◆ Фрагмент текста:
────────────────
Мы с Галиной чуть не прыснули со смеху. Не то было смешно, что нашел он во мне нечто козлиное, но тот почти мистический страх, который выразился в его лице, несколько даже побледневшем. Точно встретил неожиданно мистического фавна — вот заиграет он сейчас на тысячелетней дудочке. Но я не заиграл, на ногах у меня шерсти не оказалось, просто туфли белые, и копыт под ними тоже не было.
Ну, разумеется, пустяк и мелочь. Но Иван вообще был одареннейшей «особенной» натурой. Это о себе он знал и об этом говорил. «Не раз чувствовал я себя не только прежним собою — ребенком, отроком, юношей, но и своим отцом, дедом, прадедом, пращуром, в свой срок кто-то должен, и будет, чувствовать себя мною».
Неудивительно, что и меня, сотрудника «Современных записок», ощутил он вдруг неким козлоногим, древнего происхождения.
────────────────
◆ Исходные данные:

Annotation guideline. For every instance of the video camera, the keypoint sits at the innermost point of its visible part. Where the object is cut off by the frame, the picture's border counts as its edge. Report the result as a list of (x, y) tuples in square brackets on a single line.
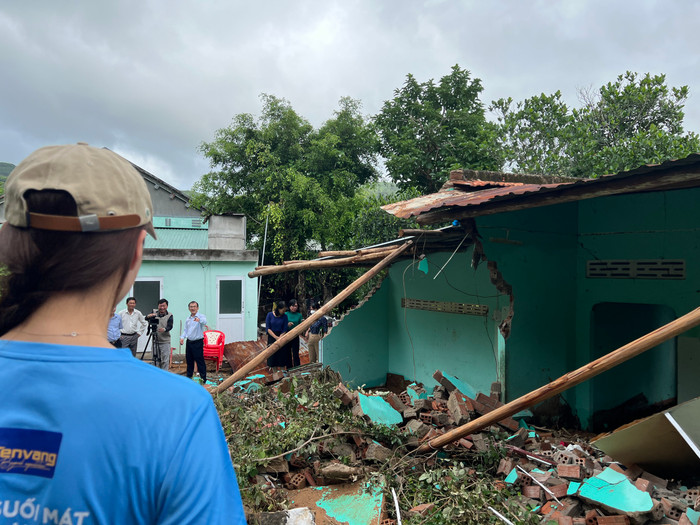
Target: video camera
[(153, 322)]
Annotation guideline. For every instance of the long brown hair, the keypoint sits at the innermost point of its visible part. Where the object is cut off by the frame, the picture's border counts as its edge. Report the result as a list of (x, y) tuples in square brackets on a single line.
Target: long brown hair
[(40, 263)]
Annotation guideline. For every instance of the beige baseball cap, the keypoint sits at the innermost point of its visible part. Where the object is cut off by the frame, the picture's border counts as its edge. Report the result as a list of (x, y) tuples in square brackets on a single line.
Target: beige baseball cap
[(108, 191)]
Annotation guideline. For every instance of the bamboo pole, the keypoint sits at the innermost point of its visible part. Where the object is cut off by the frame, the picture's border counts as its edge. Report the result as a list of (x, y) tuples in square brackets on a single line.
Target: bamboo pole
[(405, 232), (569, 380), (301, 328), (379, 249), (311, 265), (338, 253)]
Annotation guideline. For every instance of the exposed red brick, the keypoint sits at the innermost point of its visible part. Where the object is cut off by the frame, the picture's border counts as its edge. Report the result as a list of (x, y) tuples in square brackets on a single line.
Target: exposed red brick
[(569, 471), (422, 509), (532, 491), (613, 520)]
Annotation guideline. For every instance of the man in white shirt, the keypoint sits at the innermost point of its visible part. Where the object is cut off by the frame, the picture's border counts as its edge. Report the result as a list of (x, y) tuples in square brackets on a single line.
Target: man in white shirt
[(194, 349), (133, 325)]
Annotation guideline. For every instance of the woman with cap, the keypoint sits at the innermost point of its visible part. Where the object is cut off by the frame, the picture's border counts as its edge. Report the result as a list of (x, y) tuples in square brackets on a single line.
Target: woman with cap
[(85, 424)]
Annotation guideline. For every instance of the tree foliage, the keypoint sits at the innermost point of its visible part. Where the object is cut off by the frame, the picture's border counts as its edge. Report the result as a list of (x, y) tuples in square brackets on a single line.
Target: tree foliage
[(300, 181), (429, 128), (623, 125)]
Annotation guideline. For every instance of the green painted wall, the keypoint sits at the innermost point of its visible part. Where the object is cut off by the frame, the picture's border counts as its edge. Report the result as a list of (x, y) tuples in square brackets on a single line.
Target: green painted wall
[(421, 342), (562, 320), (382, 337), (535, 250), (656, 225), (357, 346), (184, 281)]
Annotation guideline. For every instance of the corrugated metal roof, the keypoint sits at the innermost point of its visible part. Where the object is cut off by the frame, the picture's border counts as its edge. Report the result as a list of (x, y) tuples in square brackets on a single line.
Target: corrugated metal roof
[(178, 239), (484, 183), (683, 173)]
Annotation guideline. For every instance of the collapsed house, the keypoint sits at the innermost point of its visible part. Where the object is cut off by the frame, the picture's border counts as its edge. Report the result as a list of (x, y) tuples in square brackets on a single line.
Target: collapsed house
[(533, 279), (554, 275)]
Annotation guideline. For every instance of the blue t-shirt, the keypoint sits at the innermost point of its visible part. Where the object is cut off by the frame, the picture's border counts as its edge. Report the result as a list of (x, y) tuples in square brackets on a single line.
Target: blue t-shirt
[(92, 435)]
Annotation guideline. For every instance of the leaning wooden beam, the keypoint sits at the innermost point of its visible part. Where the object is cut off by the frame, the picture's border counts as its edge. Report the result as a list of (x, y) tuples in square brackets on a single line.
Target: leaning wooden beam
[(312, 265), (569, 380), (406, 232), (338, 253), (301, 328), (379, 249)]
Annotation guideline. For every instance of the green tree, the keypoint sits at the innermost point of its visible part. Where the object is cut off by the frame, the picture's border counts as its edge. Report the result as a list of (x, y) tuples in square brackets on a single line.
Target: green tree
[(429, 128), (624, 124), (277, 169)]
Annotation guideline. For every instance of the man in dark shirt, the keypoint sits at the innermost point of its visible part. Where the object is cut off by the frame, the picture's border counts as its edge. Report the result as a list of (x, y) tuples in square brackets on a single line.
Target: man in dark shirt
[(315, 333), (162, 334)]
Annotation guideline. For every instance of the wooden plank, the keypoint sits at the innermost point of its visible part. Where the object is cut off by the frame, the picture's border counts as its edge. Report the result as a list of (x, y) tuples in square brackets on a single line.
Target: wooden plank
[(301, 327), (313, 265), (406, 232), (608, 361), (338, 253)]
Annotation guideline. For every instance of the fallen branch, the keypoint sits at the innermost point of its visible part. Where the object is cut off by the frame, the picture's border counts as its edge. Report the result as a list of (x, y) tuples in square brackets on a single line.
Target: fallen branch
[(312, 438)]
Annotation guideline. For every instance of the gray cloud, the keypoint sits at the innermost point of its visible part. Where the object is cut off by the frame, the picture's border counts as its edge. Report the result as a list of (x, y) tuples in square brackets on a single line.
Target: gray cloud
[(152, 79)]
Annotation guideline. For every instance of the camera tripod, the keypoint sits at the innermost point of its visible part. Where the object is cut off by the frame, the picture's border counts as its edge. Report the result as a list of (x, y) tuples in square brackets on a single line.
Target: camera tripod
[(156, 358)]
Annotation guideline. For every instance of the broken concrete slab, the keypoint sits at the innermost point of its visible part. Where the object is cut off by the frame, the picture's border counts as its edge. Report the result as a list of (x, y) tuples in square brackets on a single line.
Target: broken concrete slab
[(665, 444), (615, 493), (351, 504), (300, 516), (452, 383), (378, 410), (338, 473)]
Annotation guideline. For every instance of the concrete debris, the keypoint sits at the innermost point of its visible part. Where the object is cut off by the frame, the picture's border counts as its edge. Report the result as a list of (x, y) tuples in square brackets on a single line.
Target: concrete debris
[(561, 478)]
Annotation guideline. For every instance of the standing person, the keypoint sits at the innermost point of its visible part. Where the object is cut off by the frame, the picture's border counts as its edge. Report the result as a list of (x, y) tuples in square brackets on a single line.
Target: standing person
[(276, 323), (133, 325), (291, 349), (90, 450), (315, 333), (114, 329), (162, 333), (194, 334)]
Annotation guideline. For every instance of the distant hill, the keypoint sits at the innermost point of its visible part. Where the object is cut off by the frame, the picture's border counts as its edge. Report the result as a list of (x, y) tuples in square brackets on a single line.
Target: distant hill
[(5, 169)]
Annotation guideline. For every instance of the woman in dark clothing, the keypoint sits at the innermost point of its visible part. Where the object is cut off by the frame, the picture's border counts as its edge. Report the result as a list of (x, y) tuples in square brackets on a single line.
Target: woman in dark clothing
[(291, 349), (276, 324)]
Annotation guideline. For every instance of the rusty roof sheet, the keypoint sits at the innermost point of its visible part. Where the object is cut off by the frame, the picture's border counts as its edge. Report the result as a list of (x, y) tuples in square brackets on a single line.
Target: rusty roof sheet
[(463, 194), (484, 183)]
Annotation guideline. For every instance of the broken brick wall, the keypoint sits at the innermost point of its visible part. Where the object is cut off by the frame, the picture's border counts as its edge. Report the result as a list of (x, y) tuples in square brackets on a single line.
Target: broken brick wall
[(535, 251), (465, 345)]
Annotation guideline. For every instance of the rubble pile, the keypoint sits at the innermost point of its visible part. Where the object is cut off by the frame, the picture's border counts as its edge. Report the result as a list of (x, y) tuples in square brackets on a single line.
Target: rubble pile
[(530, 475)]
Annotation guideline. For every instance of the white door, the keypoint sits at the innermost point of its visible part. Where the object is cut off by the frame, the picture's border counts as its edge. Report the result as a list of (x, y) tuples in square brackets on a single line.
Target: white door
[(229, 307), (147, 290)]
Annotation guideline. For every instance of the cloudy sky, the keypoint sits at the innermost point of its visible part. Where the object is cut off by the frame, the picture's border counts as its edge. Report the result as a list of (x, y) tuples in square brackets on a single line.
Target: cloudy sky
[(152, 79)]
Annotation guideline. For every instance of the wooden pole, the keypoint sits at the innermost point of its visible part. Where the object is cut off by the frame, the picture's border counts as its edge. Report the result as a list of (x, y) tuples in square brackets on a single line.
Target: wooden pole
[(301, 328), (405, 232), (338, 253), (569, 380), (313, 265)]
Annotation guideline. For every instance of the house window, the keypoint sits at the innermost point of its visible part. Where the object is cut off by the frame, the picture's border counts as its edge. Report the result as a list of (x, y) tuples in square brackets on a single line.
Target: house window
[(636, 269), (230, 297), (445, 307)]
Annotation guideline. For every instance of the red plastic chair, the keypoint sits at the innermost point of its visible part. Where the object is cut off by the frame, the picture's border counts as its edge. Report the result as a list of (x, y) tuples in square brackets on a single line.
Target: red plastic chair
[(214, 346)]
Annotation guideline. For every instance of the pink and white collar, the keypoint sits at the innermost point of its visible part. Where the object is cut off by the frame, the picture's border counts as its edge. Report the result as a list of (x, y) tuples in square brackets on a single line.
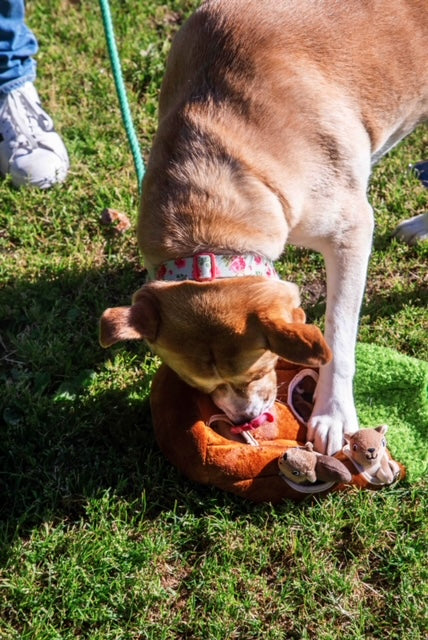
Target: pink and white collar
[(204, 267)]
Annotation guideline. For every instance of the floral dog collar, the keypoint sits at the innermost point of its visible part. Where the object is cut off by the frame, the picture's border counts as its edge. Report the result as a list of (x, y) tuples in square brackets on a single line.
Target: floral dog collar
[(204, 267)]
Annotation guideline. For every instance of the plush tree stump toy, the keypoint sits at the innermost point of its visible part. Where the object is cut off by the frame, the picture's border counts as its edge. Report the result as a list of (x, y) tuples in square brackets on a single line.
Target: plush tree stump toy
[(267, 460)]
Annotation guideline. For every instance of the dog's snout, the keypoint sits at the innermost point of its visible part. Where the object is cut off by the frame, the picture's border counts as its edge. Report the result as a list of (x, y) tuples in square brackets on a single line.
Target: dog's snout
[(247, 417)]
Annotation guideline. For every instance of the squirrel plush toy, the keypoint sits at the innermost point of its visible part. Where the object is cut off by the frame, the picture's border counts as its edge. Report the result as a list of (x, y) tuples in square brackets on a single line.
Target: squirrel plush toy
[(208, 450)]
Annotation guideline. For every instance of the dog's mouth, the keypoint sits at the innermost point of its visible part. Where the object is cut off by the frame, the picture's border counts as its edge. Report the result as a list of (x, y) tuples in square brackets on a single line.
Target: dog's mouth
[(371, 456)]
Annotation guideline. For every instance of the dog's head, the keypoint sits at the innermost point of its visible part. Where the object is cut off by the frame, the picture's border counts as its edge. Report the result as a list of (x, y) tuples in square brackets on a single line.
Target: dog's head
[(222, 337)]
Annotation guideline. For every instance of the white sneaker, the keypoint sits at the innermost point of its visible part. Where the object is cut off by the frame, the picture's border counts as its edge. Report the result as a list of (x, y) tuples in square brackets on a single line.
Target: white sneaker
[(30, 149)]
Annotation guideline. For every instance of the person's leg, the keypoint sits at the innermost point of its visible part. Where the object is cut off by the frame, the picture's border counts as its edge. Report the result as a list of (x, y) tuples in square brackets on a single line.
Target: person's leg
[(30, 149)]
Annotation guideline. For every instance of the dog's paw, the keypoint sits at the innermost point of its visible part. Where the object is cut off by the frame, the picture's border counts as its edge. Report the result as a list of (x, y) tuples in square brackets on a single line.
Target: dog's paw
[(413, 230), (327, 432)]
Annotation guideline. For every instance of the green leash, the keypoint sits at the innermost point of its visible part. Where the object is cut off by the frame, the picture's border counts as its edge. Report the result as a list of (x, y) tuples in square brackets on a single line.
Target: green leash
[(121, 92)]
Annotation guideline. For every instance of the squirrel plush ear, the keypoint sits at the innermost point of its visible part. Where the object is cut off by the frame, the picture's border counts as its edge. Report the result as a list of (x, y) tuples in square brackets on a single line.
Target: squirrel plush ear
[(382, 429), (296, 342), (137, 322)]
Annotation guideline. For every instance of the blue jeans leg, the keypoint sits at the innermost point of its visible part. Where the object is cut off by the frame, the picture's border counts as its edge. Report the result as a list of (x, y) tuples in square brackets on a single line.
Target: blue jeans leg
[(17, 46)]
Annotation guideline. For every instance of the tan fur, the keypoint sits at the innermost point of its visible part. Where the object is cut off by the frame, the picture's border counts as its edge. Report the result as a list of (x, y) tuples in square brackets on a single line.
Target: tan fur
[(271, 114), (367, 448)]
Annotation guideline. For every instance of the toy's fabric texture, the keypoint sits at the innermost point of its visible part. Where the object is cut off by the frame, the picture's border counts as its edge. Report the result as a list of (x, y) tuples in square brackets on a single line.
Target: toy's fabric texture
[(212, 455), (392, 389)]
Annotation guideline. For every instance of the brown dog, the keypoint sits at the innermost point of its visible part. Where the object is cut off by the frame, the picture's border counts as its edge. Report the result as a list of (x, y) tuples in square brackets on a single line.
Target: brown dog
[(271, 114)]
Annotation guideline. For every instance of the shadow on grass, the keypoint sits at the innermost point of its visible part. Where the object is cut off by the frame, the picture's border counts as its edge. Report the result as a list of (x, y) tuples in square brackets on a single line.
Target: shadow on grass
[(75, 419)]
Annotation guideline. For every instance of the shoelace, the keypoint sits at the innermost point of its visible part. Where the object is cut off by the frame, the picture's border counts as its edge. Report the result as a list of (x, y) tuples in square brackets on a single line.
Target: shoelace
[(22, 115)]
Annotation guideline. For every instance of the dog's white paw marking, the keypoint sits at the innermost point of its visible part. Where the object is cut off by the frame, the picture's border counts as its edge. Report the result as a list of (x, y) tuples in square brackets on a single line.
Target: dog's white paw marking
[(326, 430), (413, 230)]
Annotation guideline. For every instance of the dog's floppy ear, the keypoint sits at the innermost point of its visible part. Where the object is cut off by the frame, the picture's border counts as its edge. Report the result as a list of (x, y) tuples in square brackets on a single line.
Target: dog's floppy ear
[(297, 342), (137, 322)]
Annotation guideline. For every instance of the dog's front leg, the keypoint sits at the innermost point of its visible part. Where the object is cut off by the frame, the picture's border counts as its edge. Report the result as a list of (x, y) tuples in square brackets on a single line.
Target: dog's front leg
[(346, 258)]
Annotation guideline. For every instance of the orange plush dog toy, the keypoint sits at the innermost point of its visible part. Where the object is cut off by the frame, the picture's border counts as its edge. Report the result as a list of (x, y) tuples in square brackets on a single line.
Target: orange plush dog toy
[(249, 460)]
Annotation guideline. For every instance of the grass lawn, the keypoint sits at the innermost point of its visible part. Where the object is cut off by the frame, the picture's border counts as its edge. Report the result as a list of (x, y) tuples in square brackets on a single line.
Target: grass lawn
[(99, 537)]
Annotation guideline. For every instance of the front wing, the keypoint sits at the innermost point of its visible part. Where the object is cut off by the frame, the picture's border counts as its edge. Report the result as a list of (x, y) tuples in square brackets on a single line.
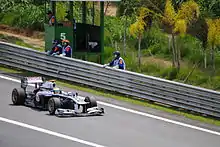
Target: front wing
[(94, 111)]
────────────────
◆ Ваше задание: Что, согласно фрагменту текста, оказалось на ногах вместо шерсти? Данные для выполнения задания не понадобятся.

◆ Ответ на задание: Белые туфли.